The solar-battery hybrid plant was integrated and commissioned successfully with the existing power plant operation, with the solar plant on course to be 100% complete by the end of June.

Hybrid projects such as this, which combine solar energy with conventional energy generation and battery storage, are an effective way to provide reliable power supply day and night in off-grid areas, Suntrace says. “Ideally suited to their needs, B2Gold approved the hybrid project for implementation in July 2019, following completion of preliminary studies by Suntrace and BayWa re.”

The Fekola gold mine operates 24-hours a day. During the daytime, the new 30 MW solar plant allows three out of six heavy fuel oil generators to be shut down; the energy production of the residual three generators could also be significantly reduced. The 15.4 MWh battery storage compensates for energy generation fluctuations and assures a reliable operation, which allows up to 75% of the electricity demand of the gold mine to be covered by renewable energy during the daytime, Suntrace said.

Dennis Stansbury, Senior Vice President at B2Gold, said: “Suntrace and BayWa re have played a vital role in our work towards more sustainable production at Fekola. The implementation of a solar-battery hybrid system was an obvious choice to help achieve this, not only for its environmental credentials, but also its economic viability. This is a landmark project which we expect to pave the way for more sustainable power generation within the mining industry in West Africa.”

------------------------

The problem
Reproduce verbatim the portion of the Fekola hybrid plant passage above that begins with the words containing "The solar-battery hybrid" and ends with "end of June.".

Saved entries:
------------------------

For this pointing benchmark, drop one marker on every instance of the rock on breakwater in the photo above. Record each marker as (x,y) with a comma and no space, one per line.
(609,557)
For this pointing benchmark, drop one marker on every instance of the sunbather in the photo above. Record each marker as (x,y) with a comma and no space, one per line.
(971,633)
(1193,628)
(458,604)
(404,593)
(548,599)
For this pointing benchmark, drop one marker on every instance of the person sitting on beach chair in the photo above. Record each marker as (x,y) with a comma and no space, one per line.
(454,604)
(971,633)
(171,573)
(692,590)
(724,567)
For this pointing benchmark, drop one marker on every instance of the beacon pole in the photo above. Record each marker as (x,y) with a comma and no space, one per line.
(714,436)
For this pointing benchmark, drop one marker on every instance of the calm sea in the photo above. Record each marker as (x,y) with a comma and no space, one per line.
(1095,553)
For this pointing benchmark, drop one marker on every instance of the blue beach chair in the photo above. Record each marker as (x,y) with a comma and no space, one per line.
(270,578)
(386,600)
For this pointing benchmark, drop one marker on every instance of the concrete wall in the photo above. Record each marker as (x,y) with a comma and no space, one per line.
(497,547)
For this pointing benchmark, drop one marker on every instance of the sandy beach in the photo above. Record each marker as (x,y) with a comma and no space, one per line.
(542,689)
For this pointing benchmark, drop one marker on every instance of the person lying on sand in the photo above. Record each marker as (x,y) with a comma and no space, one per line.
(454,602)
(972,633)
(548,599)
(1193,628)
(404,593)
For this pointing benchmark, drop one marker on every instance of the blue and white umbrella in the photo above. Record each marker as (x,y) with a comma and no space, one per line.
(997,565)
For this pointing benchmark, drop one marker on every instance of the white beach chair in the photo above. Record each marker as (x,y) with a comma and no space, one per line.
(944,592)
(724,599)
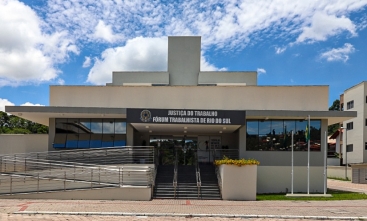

------------------------

The answer
The solar-battery hybrid plant was integrated and commissioned successfully with the existing power plant operation, with the solar plant on course to be 100% complete by the end of June.